▸ **Task instructions**:
In the news piece about Joshua Rodriguez below, what game did he like to film himself doing tricks with?

▸ **Excerpt provided**:

Jahzeel Ortega remembered her son as “generous,” kind,” “loving” and “respectful.” He had a bike but preferred his scooter. He liked to videotape himself doing Kendama tricks, a Japanese game involving wood and string. He had a contagious happiness.
“There was never a dull moment with him,” Ortega said Tuesday.
Joshua Rodriguez—her 11-year-old boy whom family and friends called “loving” and unafraid to share his feelings—was killed Monday afternoon when a county transit bus struck his bicycle on Memorial Drive at Verdun Avenue.
“He was full of dreams,” Ortega said. “He loved to be outside. He loved his friends.”
One friend, Adrian Jacobs-Carrillo, 13, who attended Marguerite Maze Middle School with him, remembered his winning sense of humor.
“Joshua had a funny way of saying how he felt,” Jacobs-Carrillo said. “He wasn’t afraid to say anything. He was just really funny.”
Jacobs-Carrillo remembered once being at a friend’s house when Rodriguez got the group laughing.
“Joshua said, ‘Adrian, you’re sexy—from a girl’s perspective,” he said.
Sheila Cordova—whose son was Rodriguez’s best friend—also reminisced about him as a young man with lots of affection and happiness to share.
“He was a lover,” she said. “He had the biggest heart anybody could have.”
Cordova said her son Cody, 12, and Rodriguez “were inseparable.” Rodriguez came from the type of family “that just showed their love,” the mom said. As early as third grade, Rodriguez had no problem telling people what they meant to him, she said.
“Josh would tell the kids—even the boys—‘I love you,’” Cordova said.

▸ **Provided data**:
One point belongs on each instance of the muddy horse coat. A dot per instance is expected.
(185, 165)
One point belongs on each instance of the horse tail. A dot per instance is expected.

▸ **Problem solution**:
Kendama, a Japanese game involving wood and string.